I’ve had some trouble re-anchoring after my visit to Hawaii. It’s the same trouble I have when I visit Mexico, both Mexico and Hawaii being lands where I’ve lived and where my spirit found peace and comfort. Even more, where the balance of feminine and masculine energies come together in a wholeness I don’t experience in many places.

When I lived in Hawaii in 1992, I’d already lived in Mexico for three years, and I felt confounded and amazed from time to time about how much I remembered Mexico in a sameness that nurtured me. The ocean and beaches of course, but also the craggy land and the cattle and goats roaming free across scrubby land. The wide-open and often barren stretches of land. And when I speak of Hawaii, I’m talking about Hawaii Island rather than the entirety of the island chain.

It’s taken some time of wondering and thinking to come to a theory of why it’s difficult for me to be back. The only one that makes any sense is to say that the strength of both feminine and masculine energies feeds me in a way I’m not fed in the center of the country.

People who visit Mexico and Hawaii, even New Mexico for that matter, have a tendency to say “how beautiful” without really considering what they are saying. Yes. Each of those three places is beautiful. But they are also each fierce and tough. And while I have lived in each place, and don’t want to live there full-time again, I do yearn for that balance of beauty and fierce that softens my shoulders and puts a glide in my step.

◆ **Extracted records**:
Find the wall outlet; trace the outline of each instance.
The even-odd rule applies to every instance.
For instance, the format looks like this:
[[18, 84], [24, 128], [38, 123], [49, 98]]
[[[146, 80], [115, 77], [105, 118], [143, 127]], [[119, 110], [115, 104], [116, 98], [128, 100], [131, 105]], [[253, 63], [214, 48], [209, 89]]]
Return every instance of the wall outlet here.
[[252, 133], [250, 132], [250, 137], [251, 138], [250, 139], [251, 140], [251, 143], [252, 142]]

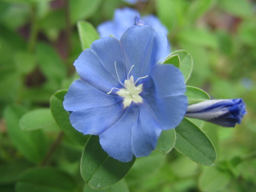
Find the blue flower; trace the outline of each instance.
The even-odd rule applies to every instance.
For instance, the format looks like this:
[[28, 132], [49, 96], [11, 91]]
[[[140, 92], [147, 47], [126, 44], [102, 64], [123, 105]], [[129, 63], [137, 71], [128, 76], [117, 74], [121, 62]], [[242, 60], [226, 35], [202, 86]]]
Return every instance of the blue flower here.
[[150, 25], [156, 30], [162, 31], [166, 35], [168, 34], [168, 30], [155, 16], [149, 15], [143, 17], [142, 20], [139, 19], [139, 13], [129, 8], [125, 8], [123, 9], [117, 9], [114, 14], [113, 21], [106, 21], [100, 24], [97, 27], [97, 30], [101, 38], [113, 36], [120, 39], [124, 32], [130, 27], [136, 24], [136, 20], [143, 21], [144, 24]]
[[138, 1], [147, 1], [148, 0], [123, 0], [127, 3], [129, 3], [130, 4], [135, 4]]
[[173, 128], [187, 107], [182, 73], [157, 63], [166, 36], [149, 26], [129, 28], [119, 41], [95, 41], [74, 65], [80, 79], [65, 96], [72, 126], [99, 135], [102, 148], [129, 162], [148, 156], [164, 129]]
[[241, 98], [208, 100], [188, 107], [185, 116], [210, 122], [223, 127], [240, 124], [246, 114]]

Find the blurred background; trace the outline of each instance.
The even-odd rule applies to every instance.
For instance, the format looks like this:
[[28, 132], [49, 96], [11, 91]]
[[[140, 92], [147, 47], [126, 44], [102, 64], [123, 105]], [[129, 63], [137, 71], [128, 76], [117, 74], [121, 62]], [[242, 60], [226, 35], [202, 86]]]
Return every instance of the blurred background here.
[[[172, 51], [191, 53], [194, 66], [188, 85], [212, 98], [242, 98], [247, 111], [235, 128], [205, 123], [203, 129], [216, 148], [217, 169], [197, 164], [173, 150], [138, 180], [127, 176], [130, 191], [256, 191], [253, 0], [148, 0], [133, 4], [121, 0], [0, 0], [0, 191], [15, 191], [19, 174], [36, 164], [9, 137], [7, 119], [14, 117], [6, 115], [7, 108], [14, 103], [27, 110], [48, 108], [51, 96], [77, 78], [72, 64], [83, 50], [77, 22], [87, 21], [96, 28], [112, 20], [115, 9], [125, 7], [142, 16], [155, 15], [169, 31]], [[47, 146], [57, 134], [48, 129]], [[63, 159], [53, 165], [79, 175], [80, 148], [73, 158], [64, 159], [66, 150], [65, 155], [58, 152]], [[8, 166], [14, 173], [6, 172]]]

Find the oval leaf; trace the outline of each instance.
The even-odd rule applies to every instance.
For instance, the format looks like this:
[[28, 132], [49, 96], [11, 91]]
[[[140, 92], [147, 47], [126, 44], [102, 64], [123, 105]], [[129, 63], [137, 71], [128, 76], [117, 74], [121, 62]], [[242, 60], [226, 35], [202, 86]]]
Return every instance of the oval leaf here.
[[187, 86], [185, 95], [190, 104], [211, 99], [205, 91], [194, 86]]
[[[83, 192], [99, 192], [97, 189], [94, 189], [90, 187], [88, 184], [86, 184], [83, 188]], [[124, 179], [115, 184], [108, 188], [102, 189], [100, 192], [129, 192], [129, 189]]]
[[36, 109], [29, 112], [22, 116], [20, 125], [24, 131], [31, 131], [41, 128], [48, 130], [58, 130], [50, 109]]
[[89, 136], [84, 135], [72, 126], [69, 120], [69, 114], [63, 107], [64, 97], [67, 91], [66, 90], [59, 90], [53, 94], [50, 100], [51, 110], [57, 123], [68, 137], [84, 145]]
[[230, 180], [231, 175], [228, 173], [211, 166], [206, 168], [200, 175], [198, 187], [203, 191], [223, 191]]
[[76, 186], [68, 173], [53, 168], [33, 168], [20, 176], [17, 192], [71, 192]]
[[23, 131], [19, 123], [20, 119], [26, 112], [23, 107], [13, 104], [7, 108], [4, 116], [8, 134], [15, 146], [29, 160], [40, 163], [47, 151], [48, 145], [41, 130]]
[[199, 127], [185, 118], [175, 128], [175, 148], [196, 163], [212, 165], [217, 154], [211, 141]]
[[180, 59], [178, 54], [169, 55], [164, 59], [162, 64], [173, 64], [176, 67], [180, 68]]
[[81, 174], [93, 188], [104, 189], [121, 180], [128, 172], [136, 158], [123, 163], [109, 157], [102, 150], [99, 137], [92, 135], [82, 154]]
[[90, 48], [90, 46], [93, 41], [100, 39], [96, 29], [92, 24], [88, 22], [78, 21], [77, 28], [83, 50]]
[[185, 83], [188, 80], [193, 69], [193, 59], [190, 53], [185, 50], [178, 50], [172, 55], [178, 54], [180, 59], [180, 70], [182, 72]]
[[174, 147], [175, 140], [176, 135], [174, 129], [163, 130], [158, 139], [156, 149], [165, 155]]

◆ **Requests**:
A - Reproduce the entries verbatim from their first line through the line holding "143], [252, 142]]", including both of those lines.
B - Write the next part of the essay about returning from Hawaii and Mexico, picking up after its final paragraph.
The essay and the entries come from unrelated sources.

◆ **Solved tasks**:
A -
Find the wall outlet; trace the outline of each instance.
The even-odd rule applies to every instance.
For instance, the format looks like this:
[[18, 84], [24, 128], [38, 123], [49, 98]]
[[[146, 80], [115, 77], [105, 118], [143, 127]], [[119, 110], [115, 104], [116, 98], [128, 100], [131, 105]], [[253, 63], [214, 48], [209, 89]]]
Return every instance of the wall outlet here.
[[252, 133], [250, 132], [250, 137], [251, 138], [250, 139], [251, 140], [251, 143], [252, 142]]

B -
They are easy places for me, who is tough and gentle, to feel at home.

Palenque

In Mexico, and in Hawaii, the sacred is an everyday part of life rather than an after thought or a Sunday church service. Perhaps because in both places, a ruling class came in and took over and the indigenous peoples held on to the sacred quality of their life as a refuge. But for whatever reason, the sacred is a part of the air and wind, a part of the scent of sea or desert or jungle. And the ancient sacred lives comfortably alongside modern religions. There’s no separateness. There is only a recognition of the whole.

In Palenque, in the depths of jungle green and misty clouds, the sacred rumbles just below conscious hearing.

And the divine feminine is a visible part of the whole.

At the famous Painted Church on Hawaii, the church building is justly famous for its colors and murals, and in the cemetery below, among neatly lined up white crosses, a lady stands on a natural rocky formation with a kneeling figure below her.

This is probably a statue of Mary although no name is given it on a plaque beside the rock. She could as easily be called the Lady of the Waves as she stands between the petitioner and the waves of the wide sea behind her. People have prayed to the divine feminine and asked for protection for countless centuries, long before Christianity.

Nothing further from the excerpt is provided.